Advice on my relationship?

So me and my boyfriend have been together for 9 months....we moved kinda fast because we felt it was right...he was with his ex before me for 12 years...and we had starting talking about a month after they split....well in the past few months he has asked for space and wanted me to leave because he says he has fallen out of love with me and wants to figure out what he wants....i left for a weekend so that my kids didn't miss school because we had already enrolled them here...I'm head over heels for this man and all of my kids love him to death as well....since he said that I have tried talking to him and and tried getting him to go out on dates with me so that we can spend one on one time together but he isn't budging...he works and comes home and works in his garage...he will come in and eat and sit on his phone all night...I do everything around the house....cook clean take care of the kids...when I take the kids to go do something he has no interest in joining anymore...I'm trying so hard to fight for our relationship but I feel like I'm not getting anything in return....part of me believes he still wants to be with his ex but she has moved on and moved out of state with her fiancé....when they talk they only talk about their 2 kids they have together....he says that his ex has nothing to do with what he's dealing with and I want to believe him but its hard....he says he wants me here because he's afraid if he tells me to leave that he feels it would be a mistake....I'm trying to get him to try and want this relationship but its like he has nothing left to give....I keep telling him all the time that he is a good man and he is worth it but its like he doesn't believe it in himself...

○ ○ ○ ○ ○ ○ ○

**Given exercise 1**
In the records, swap "woven" for "wicker" throughout the stretch from the line containing "Look at the picture above. You should locate grass" through the line containing "Look at the picture above. You should locate shrub". Return only those lines, with nothing else changed.

**Material for this task**
○ ○ ○ ○ ○ ○ ○

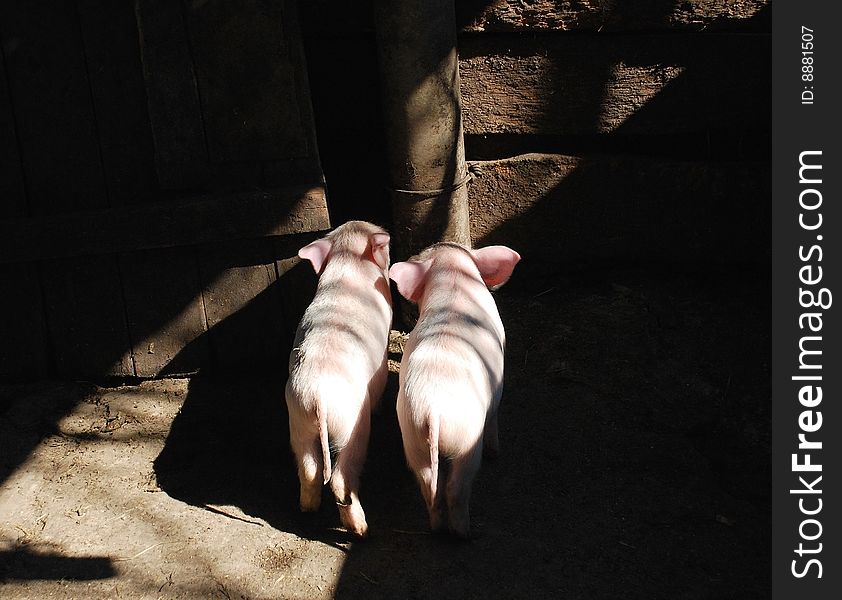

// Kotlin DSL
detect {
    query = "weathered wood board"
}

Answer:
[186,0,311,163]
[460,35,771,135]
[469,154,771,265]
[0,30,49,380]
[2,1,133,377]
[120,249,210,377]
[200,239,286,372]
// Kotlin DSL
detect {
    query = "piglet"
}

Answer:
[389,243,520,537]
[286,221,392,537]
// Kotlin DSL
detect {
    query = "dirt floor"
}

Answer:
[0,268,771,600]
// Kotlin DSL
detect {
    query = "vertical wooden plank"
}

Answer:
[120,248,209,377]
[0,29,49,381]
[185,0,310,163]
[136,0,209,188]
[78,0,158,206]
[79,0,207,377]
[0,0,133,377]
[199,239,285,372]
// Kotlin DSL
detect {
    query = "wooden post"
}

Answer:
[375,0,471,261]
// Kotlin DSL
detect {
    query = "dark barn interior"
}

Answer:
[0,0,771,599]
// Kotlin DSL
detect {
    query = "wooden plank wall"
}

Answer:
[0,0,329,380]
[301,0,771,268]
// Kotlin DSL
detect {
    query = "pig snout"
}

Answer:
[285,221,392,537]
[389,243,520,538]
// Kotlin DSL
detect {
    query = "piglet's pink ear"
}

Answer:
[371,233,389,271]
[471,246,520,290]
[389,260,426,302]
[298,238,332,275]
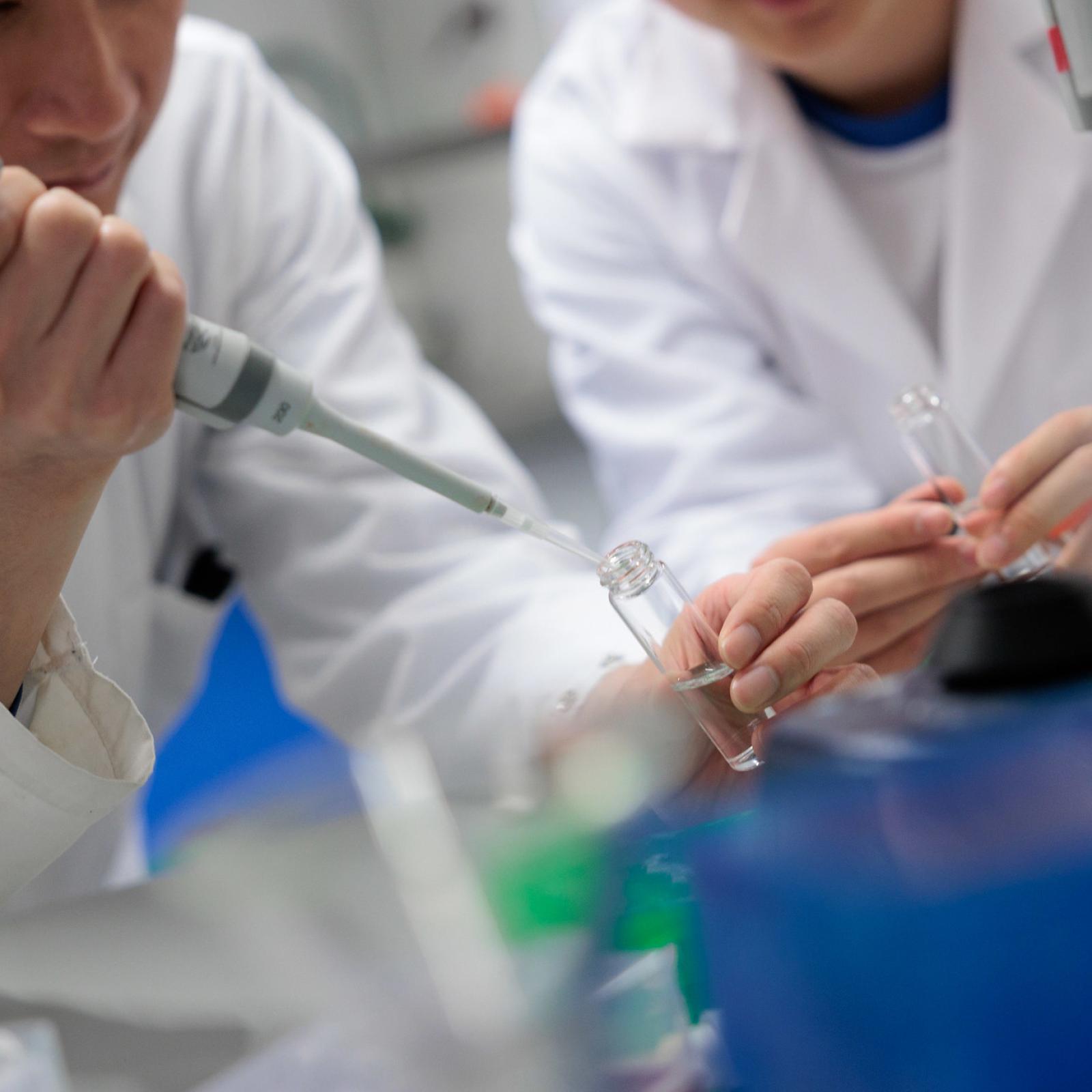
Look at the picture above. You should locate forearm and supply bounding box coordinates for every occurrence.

○ ○ ○ ○ ○ ○ ○

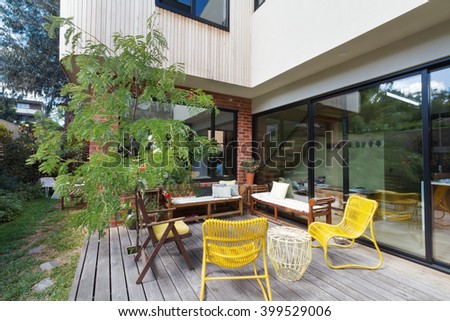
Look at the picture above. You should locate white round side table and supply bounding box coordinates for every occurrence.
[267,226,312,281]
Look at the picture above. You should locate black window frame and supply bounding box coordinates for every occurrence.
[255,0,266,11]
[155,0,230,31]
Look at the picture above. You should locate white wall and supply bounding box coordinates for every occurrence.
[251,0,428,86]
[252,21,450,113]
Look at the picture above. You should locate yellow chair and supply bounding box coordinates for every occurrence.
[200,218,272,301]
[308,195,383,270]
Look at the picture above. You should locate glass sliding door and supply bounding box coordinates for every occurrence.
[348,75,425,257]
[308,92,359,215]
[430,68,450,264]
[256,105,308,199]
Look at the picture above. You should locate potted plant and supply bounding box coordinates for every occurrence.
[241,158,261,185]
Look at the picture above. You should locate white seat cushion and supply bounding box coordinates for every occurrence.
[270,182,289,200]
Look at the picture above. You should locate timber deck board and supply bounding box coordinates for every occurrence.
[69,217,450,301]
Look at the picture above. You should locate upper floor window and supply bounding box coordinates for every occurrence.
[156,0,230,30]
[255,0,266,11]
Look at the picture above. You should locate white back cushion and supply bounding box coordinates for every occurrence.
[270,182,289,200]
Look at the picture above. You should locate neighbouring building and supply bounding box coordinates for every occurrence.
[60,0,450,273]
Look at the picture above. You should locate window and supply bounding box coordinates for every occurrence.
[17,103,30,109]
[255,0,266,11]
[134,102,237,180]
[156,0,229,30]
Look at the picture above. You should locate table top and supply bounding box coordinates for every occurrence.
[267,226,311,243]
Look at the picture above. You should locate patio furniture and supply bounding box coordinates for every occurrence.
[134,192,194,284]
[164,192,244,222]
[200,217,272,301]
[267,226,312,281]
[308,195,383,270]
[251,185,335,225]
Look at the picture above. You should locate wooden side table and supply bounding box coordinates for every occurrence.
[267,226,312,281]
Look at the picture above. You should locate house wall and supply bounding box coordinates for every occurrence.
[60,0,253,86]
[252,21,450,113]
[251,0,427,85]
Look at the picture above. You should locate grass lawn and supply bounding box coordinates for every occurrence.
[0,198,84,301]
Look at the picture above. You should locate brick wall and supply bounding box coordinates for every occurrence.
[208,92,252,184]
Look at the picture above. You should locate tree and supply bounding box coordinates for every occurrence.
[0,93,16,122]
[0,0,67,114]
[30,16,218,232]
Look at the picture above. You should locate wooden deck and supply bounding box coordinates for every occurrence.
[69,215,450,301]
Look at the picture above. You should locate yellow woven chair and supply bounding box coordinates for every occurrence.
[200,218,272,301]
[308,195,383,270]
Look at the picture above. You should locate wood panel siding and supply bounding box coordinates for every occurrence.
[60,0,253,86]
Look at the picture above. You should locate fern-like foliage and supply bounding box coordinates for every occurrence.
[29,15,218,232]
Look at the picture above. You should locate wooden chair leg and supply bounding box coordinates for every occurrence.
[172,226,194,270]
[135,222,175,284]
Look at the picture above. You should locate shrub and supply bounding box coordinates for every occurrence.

○ ○ ○ ○ ○ ○ ○

**Given exercise 2**
According to the relationship advice post, how long was the boyfriend with his ex before the writer?

**Correct answer 1**
Look at the picture above. You should locate grass lawn and supply bounding box coordinates for every occurrence.
[0,198,84,301]
Look at the picture above. You should locate brick wall and supply bounding box coordinates for every occurrence.
[208,92,252,184]
Look at the picture above. You should locate tree and supply bounding box coordinates for every occurrence.
[0,93,16,122]
[0,0,67,114]
[30,16,218,232]
Look at the picture above. You should locate wooden deck and supply bounding box coordinates for every occurrence.
[69,215,450,301]
Look at the picture above. You should locate yellow wicker chair and supply bounding box coordinates for every occurrence.
[200,218,272,301]
[308,195,383,270]
Look at the picture above. You should locate wood panel siding and supply bounding box coordinates for every occurrence.
[60,0,253,86]
Look at the picture above. You should locate fern-like foliage and supply bounding box coordinates for every occurrence.
[29,15,218,232]
Look at the picture above. You should locate wooden chair leg and supply bounding box coordinates for every occurrence.
[172,226,194,270]
[135,222,175,284]
Look at the picture above. You should locate shrub and supply bounding box coordinates for every occurrence.

**Correct answer 2**
12 years.